* 課題 1: 本文の「放射性物質の拡散に影響し、」から「警察などの適切な交通誘導を受けた場合などだ。」までのすべてを、「自家用車」を「マイカー」に改めて書き直しなさい。

* 本文:
_ _ _ _
南日本新聞 社説 2014年6/1 付 より一部

これで果たして原発からの避難時間の十分な推計をしたことになるのだろうか。

鹿児島県がようやく公表した
九州電力川内原発で
重大事故が起きた際、
住民の避難にかかる
時間のシミュレーションである。


まず、関係住民が最も知りたい市町別の避難時間がない。
身障者ら要援護者や海を隔てた離島の対応策もない。
放射性物質の拡散に影響し、
避難経路の変更につながる風向きも考慮していない。


シミュレーションでは、
原発から半径30キロ圏の9市町の
住民約21万5000人の9割が
車で圏外へ逃げ出すのに、
最短で9時間15分、最長では28時間45分かかるという。

最短時間は、
好天の昼間、すべての住民が4人ずつ自家用車に乗り込み、
道路の不通もなく、
警察などの適切な交通誘導を受けた場合などだ。

現実的とは思えない。
避難経路の混雑具合から
主に運転時間を試算した
結果の一つにすぎない。


住民の避難時間の目安は
国の原子力災害対策指針が示している。
_ _ _ _
* データ内容:
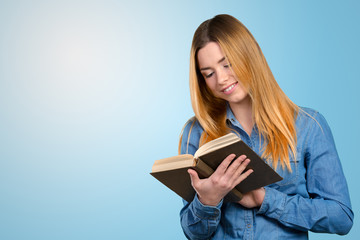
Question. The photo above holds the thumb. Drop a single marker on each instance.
(194, 177)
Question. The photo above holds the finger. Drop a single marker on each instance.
(231, 170)
(243, 176)
(241, 168)
(194, 178)
(221, 169)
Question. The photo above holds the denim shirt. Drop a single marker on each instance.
(314, 196)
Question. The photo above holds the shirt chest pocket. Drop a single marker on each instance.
(289, 177)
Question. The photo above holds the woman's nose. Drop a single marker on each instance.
(222, 75)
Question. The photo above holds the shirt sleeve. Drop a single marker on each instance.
(328, 209)
(198, 221)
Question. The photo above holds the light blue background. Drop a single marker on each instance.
(92, 92)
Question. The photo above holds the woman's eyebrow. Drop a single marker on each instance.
(207, 68)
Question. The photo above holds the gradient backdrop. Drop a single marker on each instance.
(92, 92)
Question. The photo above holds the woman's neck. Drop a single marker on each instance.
(243, 113)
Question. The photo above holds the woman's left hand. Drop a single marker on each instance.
(253, 198)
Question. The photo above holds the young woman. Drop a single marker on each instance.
(233, 90)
_ _ _ _
* 課題 2: 記録のうち、「Question. The photo above holds the shirt chest」を含む行から記録の末尾までのすべてを、両端の行も含めて一字一句変えずに書き写しなさい。

* 完成した出力 1:
放射性物質の拡散に影響し、
避難経路の変更につながる風向きも考慮していない。


シミュレーションでは、
原発から半径30キロ圏の9市町の
住民約21万5000人の9割が
車で圏外へ逃げ出すのに、
最短で9時間15分、最長では28時間45分かかるという。

最短時間は、
好天の昼間、すべての住民が4人ずつマイカーに乗り込み、
道路の不通もなく、
警察などの適切な交通誘導を受けた場合などだ。

* 完成した出力 2:
Question. The photo above holds the shirt chest pocket. Drop a single marker on each instance.
(289, 177)
Question. The photo above holds the woman's nose. Drop a single marker on each instance.
(222, 75)
Question. The photo above holds the shirt sleeve. Drop a single marker on each instance.
(328, 209)
(198, 221)
Question. The photo above holds the light blue background. Drop a single marker on each instance.
(92, 92)
Question. The photo above holds the woman's eyebrow. Drop a single marker on each instance.
(207, 68)
Question. The photo above holds the gradient backdrop. Drop a single marker on each instance.
(92, 92)
Question. The photo above holds the woman's neck. Drop a single marker on each instance.
(243, 113)
Question. The photo above holds the woman's left hand. Drop a single marker on each instance.
(253, 198)
Question. The photo above holds the young woman. Drop a single marker on each instance.
(233, 90)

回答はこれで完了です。